### Text segment
#####

So remember how I got a great tree for 25% off at Lowe's? Now they're 50% off. And when I discovered this last night, I became very sad and depressed. Then an associate said they would price match. Hoorah!
So I went today with my receipt (with which by the grace of God I had kept) to get my money back and received the most horrendous treatment ever. They made me cry. I don't even want to go into detail, but "of course they would never price match on a holiday item, even if I got it a few days ago. I could return it and buy another..." "give us the name of whoever told you that and we'll fire them."
But they wouldn't answer if I could return it and rebuy it at the lower price. And they just ignored me and talked amongst themselves, as if I wasn't standing there asking a question. I felt humiliated. The guy Jim who at first said he wasn't a manager, then said he was when I asked to speak to one snapped at me.
I wanted to scream. I wanted to pull out the cancer card and say hello, is this how you treat someone who's gone through hell?!?! But I just walked out of there with my shoulders drooped. And on the drive home I lost it and started crying. I don't know what it was. Rude treatment, fine, I've gotten it before from many different stores. I probably was rude a few times when I worked retail. But it really hurt. Being ignored hurt. Being looked at like I'm gross hurt. I felt like they judged me by the way I looked. I felt insecure and embarrassed all of a sudden for my short hair. Did they think I was some kind of punk, because I donned what I thought was a clever faux hawk? I'm surely reading into it too much.
But I think I deserve to get the credit back for the price difference. NOWHERE on the receipt says final sale or anything like that. This is just bad customer service. I am now a Home Depot convert for sure. Fuck Lowe's.

#####

### Extracted entries
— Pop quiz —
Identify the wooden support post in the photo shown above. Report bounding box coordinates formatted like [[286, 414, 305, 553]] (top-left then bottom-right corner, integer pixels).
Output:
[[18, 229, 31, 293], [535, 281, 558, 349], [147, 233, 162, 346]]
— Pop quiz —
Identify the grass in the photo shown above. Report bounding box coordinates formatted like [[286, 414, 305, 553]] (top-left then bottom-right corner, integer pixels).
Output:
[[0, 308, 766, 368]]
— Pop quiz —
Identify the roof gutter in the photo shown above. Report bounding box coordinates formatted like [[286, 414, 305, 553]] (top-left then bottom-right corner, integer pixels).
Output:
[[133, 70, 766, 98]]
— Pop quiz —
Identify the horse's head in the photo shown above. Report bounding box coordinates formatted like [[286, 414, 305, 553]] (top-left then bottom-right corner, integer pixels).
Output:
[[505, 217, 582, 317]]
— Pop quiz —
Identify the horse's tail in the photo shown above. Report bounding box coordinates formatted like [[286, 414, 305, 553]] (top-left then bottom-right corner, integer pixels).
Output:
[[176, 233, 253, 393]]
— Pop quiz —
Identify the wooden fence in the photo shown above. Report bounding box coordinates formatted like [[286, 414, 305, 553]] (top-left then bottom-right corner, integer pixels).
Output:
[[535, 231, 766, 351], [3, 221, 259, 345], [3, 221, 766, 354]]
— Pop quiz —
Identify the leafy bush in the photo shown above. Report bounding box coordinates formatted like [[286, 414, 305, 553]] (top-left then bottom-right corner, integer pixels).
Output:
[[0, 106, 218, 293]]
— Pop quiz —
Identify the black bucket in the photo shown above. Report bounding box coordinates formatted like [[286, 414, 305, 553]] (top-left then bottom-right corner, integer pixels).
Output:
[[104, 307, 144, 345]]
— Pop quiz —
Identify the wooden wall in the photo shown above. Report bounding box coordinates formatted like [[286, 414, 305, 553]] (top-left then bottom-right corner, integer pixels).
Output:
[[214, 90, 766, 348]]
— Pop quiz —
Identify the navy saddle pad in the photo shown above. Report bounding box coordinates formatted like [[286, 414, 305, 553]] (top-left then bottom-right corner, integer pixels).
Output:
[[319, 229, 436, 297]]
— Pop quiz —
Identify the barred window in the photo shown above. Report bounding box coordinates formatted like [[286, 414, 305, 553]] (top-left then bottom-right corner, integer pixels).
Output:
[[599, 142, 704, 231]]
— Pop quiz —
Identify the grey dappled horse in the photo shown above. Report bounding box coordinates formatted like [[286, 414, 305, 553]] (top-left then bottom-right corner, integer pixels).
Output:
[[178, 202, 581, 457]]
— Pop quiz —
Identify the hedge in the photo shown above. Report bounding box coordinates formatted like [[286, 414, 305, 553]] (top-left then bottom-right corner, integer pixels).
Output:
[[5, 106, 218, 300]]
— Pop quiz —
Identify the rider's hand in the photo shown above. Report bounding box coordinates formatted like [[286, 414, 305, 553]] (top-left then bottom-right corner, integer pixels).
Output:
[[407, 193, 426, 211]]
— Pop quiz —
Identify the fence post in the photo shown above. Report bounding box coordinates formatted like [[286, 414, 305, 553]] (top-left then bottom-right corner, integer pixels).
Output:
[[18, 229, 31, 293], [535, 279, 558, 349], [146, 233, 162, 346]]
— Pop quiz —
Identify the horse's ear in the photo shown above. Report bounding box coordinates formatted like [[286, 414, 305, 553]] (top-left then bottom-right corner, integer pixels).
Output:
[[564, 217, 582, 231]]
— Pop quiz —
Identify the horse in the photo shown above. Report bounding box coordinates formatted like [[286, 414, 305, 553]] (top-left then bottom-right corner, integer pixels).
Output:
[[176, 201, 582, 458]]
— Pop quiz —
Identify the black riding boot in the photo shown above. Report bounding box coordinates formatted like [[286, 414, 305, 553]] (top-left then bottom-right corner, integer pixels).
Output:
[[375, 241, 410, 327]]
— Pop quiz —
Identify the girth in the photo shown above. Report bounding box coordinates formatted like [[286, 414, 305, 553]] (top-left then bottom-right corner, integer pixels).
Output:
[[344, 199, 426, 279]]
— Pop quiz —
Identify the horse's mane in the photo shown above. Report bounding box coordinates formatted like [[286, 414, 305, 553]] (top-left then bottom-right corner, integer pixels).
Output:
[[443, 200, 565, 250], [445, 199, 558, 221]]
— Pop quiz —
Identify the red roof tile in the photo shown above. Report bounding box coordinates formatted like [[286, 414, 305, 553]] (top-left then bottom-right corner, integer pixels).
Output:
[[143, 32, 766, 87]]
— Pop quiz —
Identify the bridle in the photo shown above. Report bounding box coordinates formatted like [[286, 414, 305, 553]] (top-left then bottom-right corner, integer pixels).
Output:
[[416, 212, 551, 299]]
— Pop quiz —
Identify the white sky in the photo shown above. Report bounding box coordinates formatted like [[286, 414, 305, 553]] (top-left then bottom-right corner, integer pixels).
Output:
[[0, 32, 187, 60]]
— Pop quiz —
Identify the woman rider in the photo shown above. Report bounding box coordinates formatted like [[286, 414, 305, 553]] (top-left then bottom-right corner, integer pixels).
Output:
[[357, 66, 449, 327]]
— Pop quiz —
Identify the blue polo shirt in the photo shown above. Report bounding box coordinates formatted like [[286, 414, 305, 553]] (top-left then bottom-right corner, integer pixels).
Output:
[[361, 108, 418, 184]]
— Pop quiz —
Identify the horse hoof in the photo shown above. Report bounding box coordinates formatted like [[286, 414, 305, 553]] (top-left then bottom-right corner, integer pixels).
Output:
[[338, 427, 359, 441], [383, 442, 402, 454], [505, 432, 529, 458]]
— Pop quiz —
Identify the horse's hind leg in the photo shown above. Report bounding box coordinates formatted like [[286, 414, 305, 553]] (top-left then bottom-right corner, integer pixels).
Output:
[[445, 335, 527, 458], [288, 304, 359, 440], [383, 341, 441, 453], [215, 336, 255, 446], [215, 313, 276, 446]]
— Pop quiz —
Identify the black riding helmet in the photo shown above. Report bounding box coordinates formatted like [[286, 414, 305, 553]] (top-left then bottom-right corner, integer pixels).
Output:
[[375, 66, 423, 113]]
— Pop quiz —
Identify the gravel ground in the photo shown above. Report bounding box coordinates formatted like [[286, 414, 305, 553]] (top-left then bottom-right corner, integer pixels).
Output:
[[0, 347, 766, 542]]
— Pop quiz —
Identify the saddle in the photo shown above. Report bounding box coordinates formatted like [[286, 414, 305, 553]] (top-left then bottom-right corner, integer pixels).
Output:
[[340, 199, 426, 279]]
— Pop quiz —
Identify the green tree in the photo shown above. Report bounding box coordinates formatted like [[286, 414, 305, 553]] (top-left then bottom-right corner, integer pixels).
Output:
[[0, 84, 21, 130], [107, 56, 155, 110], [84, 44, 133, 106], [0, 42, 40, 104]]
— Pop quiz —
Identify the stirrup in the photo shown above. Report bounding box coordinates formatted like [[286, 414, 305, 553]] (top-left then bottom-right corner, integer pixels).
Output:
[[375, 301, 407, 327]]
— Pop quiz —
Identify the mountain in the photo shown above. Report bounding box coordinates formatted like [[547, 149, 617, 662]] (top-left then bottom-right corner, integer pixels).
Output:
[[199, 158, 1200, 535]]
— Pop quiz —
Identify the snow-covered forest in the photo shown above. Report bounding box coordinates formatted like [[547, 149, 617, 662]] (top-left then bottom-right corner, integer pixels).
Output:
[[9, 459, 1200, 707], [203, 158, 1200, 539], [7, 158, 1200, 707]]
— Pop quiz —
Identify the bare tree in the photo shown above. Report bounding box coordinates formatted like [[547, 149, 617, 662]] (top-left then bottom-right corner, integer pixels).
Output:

#####

### Required tasks
• 1. Using the Lowe's post, explain why the writer believes the credit for the price difference is deserved.
• 2. Answer these questions from the Lowe's post.
(a) What discount did the writer first get on the tree?
(b) What is the name of the man who snapped at the writer?
(c) Which store does the writer now call themselves a convert to?
• 3. Transcribe the part of the Lowe's post that begins at the words "So I went today" and stops after "snapped at me.".

### Per-task outputs
• 1. The writer believes the credit is deserved because nowhere on the receipt does it say final sale or anything like that.

• 2.
(a) 25% off.
(b) Jim.
(c) Home Depot.

• 3.
So I went today with my receipt (with which by the grace of God I had kept) to get my money back and received the most horrendous treatment ever. They made me cry. I don't even want to go into detail, but "of course they would never price match on a holiday item, even if I got it a few days ago. I could return it and buy another..." "give us the name of whoever told you that and we'll fire them."
But they wouldn't answer if I could return it and rebuy it at the lower price. And they just ignored me and talked amongst themselves, as if I wasn't standing there asking a question. I felt humiliated. The guy Jim who at first said he wasn't a manager, then said he was when I asked to speak to one snapped at me.